Work out how many lines in the data include the string "vegetation"; reply with that number alone.

____________

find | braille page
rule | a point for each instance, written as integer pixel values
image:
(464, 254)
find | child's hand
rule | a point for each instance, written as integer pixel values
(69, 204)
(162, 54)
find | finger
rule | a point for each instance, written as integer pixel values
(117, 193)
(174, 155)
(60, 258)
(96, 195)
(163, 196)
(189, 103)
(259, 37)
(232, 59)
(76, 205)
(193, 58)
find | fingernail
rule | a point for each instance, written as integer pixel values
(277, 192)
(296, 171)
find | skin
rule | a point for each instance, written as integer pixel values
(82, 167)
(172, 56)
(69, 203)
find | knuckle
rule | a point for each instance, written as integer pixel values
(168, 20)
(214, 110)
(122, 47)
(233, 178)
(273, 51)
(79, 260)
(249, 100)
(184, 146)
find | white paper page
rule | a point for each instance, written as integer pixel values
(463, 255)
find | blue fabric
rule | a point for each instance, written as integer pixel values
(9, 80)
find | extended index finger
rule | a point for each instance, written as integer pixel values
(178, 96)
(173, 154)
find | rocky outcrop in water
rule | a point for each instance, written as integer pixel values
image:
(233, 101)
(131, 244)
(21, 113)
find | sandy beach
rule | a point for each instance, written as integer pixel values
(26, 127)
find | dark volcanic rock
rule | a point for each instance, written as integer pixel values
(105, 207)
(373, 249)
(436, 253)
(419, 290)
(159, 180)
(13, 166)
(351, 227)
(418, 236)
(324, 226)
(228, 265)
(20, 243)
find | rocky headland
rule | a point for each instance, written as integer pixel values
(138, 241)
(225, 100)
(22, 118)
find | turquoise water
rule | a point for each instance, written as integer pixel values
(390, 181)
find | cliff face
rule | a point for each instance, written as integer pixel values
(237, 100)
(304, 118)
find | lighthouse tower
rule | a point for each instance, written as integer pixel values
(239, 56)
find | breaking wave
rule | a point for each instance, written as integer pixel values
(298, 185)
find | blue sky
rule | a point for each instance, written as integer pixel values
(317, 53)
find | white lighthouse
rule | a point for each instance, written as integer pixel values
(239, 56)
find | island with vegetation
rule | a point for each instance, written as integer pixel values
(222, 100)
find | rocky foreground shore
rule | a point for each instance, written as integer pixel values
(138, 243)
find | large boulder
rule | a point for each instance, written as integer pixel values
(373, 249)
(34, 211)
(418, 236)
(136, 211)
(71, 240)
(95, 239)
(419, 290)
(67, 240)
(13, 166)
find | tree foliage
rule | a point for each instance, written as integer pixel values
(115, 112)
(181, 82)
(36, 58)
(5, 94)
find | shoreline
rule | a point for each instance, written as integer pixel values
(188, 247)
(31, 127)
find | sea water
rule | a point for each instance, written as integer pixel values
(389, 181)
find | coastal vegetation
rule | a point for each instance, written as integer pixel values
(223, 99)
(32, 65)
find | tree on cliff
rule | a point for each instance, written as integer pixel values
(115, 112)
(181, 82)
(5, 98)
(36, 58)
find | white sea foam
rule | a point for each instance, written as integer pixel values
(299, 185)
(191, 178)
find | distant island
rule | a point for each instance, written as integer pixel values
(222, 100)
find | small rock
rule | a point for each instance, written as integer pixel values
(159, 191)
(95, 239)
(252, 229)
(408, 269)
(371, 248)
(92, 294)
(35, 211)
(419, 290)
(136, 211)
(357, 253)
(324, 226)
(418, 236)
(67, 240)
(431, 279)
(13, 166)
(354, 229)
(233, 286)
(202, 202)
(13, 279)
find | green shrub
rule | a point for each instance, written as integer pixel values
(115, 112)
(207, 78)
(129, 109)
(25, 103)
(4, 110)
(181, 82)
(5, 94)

____________

_RESPONSE_
2